» **Text extract**

Global matching (g) treating the scalar as containing multiple lines (m) is used to capture the names of the subs. If there are no subs found, the show_subs returns early. Otherwise, the name of the file (stored in $_) is printed, followed by an overview. The map function is used to put four spaces in front of the name and a new line character after it, resulting in each sub name printed indented with four spaces on a line of its own.

    my @subs = $perl =~ /^\s*sub\s+(\S+)/gm;
    @subs or return;

    print "  $_\n", map { "    $_\n" } @subs;

Returning early

I prefer to return early from a subroutine if there is no need to stay longer in it. Some people prefer a single exit point but in my experience such a very limiting rule results in a huge clutter of if and else statements.

If the object is an directory I wanted the pathname - stored in $File::Find::name - to be printed. Since I use subversion for version control I don't want to traverse into subversion related directories. This is achieved by setting $File::Find::prune to true. Hence the code became:

    if ( -d ) {

        if ( $_ eq '.svn' ) {

            # don't traverse into subversion related directories
            $File::Find::prune = 1;
            return;
        }

        # for directories, only print path
        print "$File::Find::name\n";
        return;
    }

Note that -d defaults to $_, which contains the name of the current file object, and that the current directory is set to the directory containing this object.

» **Dataset extract**
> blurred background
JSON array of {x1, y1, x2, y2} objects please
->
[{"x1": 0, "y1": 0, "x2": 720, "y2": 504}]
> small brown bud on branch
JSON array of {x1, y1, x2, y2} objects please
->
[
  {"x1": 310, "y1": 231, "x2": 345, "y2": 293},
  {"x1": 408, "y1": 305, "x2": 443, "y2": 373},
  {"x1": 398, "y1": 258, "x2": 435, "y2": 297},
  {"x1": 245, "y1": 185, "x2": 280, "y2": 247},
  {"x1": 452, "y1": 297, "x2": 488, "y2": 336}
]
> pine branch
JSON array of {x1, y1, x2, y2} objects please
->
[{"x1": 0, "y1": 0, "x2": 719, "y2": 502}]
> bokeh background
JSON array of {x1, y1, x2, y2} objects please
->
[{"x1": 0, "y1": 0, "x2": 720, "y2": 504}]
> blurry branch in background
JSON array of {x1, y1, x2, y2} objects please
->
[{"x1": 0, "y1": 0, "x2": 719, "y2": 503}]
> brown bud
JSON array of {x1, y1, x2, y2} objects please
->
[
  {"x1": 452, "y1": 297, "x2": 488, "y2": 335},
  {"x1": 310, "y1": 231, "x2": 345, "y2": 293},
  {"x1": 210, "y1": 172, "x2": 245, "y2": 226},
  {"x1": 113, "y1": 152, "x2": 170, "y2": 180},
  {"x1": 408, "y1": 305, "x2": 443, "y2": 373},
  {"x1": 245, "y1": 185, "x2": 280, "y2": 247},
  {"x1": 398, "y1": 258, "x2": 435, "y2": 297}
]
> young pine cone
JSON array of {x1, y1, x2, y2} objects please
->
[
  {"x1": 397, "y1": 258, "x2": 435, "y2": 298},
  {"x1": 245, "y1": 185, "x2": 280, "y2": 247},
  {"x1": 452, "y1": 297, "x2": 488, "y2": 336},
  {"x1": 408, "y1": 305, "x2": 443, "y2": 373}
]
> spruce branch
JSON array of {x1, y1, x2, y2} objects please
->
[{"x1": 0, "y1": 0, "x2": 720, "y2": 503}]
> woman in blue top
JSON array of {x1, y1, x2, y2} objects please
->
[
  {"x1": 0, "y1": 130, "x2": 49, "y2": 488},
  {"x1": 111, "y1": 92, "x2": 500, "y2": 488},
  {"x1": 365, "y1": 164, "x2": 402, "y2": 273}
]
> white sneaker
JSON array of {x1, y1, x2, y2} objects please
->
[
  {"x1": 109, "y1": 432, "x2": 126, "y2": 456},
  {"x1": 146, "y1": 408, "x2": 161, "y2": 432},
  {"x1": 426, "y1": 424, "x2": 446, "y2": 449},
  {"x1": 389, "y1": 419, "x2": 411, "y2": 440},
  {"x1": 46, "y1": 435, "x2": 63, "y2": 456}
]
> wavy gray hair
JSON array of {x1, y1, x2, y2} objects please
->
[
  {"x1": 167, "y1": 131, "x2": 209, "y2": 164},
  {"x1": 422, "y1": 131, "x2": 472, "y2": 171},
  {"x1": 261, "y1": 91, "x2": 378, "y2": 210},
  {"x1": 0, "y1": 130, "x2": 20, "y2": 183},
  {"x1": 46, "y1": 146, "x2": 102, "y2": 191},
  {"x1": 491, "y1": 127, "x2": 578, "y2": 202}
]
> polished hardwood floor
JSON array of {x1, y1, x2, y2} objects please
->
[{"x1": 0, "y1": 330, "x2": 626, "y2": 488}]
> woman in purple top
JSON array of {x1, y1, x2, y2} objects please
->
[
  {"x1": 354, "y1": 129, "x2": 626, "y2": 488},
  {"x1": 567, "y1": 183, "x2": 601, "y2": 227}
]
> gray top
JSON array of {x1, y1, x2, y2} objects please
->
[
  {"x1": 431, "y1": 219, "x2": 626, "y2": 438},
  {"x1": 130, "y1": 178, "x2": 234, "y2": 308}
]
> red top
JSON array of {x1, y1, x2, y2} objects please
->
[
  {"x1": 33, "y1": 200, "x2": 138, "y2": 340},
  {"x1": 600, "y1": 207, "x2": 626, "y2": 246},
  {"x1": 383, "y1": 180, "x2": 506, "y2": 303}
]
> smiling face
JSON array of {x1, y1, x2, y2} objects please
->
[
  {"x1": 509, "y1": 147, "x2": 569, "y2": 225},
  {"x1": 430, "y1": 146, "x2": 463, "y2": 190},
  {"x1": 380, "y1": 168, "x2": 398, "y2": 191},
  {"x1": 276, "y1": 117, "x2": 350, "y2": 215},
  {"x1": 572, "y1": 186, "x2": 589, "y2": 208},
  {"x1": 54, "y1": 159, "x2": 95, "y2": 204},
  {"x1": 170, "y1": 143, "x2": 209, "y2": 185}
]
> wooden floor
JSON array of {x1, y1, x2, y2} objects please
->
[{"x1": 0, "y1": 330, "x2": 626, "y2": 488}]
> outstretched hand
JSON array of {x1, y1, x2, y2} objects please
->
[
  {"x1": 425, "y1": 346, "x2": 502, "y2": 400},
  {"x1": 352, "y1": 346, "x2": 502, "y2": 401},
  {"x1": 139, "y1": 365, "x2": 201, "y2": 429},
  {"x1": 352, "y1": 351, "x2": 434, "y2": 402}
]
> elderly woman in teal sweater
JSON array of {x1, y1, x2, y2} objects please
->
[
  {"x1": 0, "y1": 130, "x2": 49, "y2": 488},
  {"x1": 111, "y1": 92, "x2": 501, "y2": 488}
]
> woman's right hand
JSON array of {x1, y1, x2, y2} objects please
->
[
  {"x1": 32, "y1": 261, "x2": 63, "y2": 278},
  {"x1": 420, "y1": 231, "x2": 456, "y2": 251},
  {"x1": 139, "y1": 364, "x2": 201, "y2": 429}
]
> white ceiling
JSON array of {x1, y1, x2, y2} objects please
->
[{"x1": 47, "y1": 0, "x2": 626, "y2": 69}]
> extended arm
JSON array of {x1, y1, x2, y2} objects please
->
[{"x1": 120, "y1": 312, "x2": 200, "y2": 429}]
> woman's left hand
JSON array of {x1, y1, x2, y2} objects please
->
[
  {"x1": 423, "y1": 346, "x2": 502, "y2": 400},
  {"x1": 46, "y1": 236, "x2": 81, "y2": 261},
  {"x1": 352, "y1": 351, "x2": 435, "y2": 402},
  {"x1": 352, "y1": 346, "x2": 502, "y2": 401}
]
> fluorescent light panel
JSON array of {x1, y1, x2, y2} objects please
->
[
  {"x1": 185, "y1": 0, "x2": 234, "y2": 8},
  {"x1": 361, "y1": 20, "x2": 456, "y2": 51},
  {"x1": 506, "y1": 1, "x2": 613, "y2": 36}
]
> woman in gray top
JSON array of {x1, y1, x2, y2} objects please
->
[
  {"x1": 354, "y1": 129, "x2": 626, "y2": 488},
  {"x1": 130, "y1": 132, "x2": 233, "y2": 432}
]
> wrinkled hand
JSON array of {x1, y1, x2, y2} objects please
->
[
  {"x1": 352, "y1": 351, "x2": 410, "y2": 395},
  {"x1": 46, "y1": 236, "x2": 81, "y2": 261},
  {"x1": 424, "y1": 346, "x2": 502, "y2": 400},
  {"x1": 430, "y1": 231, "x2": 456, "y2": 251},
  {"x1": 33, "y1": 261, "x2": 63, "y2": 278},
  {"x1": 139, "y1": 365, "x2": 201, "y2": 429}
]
---
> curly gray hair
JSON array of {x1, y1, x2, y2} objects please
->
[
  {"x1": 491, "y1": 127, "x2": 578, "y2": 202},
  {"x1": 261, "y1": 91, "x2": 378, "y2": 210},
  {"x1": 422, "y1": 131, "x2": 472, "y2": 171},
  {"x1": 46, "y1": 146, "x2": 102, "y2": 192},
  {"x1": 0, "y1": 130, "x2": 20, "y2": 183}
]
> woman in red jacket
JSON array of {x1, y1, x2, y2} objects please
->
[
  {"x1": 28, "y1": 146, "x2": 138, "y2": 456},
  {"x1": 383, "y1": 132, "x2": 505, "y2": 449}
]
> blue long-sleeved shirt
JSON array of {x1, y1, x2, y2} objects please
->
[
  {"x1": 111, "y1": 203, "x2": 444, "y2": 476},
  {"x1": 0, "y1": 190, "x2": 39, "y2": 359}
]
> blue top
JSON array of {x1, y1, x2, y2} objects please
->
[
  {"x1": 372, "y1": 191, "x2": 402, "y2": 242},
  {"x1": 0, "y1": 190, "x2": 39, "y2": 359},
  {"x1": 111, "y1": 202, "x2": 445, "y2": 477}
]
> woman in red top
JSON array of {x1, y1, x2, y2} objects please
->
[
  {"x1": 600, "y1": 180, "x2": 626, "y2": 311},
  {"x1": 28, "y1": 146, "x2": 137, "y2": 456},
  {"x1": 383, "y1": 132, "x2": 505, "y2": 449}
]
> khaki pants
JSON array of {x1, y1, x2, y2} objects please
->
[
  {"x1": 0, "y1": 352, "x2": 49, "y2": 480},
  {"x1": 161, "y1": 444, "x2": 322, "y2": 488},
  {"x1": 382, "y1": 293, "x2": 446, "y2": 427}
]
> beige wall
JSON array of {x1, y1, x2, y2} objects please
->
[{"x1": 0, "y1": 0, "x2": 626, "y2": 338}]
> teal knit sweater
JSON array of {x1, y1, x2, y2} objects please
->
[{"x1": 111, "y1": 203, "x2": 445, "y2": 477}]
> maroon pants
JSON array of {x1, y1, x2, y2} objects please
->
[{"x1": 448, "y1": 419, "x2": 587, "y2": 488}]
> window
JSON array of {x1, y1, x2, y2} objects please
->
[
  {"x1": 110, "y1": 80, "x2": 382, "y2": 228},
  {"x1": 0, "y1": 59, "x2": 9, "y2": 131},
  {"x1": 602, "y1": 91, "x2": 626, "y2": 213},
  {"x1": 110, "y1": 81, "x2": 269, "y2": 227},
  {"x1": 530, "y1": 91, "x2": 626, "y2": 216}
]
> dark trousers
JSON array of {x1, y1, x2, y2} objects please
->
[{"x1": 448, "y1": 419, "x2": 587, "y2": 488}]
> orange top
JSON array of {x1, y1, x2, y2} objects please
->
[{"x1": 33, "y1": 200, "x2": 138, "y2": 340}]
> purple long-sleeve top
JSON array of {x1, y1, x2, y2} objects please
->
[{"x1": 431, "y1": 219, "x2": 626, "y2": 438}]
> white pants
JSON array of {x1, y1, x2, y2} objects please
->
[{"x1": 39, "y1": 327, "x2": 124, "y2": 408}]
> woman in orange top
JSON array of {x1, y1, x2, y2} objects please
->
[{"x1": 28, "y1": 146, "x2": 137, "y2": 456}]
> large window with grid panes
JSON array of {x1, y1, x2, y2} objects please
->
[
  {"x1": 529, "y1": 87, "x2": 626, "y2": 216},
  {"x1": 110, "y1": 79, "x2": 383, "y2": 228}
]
...
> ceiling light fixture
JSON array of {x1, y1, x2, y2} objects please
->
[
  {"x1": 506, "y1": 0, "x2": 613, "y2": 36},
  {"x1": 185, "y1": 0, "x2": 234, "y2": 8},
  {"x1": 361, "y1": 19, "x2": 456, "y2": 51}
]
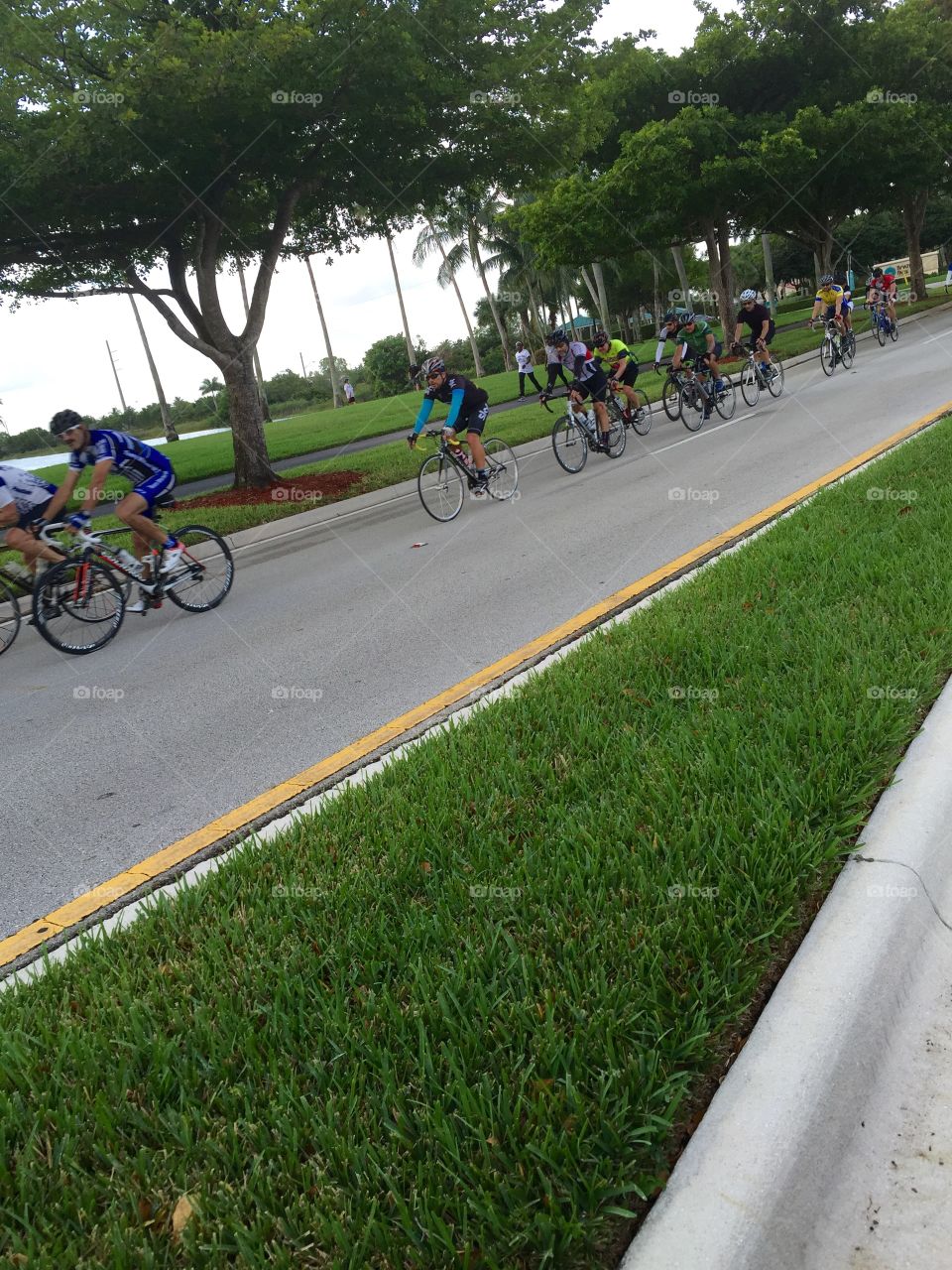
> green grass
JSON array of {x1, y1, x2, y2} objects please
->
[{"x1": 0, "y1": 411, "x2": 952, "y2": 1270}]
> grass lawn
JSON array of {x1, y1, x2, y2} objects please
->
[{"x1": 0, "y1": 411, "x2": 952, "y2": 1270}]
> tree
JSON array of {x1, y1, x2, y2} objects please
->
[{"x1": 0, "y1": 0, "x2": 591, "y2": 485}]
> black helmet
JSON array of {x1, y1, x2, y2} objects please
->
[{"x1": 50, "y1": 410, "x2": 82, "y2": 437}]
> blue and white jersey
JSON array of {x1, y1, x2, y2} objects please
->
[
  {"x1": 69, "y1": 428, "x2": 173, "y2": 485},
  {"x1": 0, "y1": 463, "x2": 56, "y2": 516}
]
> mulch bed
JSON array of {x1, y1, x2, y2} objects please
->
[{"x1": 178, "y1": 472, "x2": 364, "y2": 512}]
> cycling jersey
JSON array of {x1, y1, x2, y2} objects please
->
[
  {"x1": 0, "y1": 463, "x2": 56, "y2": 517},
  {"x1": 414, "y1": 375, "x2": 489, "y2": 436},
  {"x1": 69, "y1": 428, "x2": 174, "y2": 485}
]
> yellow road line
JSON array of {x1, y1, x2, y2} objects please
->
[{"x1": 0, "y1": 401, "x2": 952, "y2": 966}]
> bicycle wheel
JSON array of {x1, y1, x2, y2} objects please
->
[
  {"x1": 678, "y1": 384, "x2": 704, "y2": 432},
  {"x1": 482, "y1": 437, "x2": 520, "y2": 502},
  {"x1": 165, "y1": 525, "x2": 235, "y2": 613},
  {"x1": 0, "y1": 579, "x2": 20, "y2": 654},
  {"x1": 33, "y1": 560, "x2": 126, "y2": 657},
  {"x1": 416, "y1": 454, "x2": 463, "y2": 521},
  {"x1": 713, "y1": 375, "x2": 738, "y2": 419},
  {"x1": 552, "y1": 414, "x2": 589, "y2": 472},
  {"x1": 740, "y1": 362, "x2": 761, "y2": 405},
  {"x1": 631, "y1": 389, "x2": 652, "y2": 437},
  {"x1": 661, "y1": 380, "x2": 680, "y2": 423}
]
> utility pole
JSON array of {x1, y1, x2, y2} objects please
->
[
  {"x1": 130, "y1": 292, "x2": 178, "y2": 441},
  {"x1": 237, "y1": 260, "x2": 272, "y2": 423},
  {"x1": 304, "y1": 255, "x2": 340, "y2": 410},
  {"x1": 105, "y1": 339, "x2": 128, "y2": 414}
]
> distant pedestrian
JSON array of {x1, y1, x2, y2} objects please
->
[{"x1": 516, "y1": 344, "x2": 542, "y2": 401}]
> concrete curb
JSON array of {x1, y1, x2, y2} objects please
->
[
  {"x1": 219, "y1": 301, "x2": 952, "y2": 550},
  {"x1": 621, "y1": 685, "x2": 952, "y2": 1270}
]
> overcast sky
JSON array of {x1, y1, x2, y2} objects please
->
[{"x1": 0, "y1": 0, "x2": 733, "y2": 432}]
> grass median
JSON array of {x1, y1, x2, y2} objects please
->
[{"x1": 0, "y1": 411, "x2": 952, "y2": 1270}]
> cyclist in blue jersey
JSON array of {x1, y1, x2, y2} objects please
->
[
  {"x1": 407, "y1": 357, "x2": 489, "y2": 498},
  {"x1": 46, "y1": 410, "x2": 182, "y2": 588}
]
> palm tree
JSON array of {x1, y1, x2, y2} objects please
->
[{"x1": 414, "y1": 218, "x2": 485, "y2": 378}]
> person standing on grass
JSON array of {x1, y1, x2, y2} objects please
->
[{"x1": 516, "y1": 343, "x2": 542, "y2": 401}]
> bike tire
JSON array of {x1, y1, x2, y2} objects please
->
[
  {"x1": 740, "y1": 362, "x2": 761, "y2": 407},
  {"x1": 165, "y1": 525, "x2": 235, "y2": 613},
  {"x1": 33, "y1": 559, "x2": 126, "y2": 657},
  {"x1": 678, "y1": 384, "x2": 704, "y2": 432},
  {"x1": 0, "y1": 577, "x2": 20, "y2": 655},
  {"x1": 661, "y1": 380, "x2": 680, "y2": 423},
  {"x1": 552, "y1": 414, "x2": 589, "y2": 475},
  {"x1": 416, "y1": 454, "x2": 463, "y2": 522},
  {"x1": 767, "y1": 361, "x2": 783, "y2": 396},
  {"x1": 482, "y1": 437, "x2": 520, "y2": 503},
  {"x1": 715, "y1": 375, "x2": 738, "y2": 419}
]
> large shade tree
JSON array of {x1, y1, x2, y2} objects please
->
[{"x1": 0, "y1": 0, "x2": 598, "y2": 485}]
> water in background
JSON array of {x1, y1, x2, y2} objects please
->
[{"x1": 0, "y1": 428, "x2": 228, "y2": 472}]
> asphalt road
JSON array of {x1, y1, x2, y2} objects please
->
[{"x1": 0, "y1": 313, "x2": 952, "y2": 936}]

» **Task brief**
Summarize the Perl text in two sentences. The entries are separate material and have no connection to the Perl text.

» **Finished task**
A regular expression with global and multiline matching captures the names of the subs, and the routine returns early if none are found; otherwise it prints the file name and then each sub name on its own line, indented with four spaces. The author prefers returning early over a single exit point, and for directories the code prints only the pathname, setting $File::Find::prune to true so it does not traverse into subversion-related .svn directories.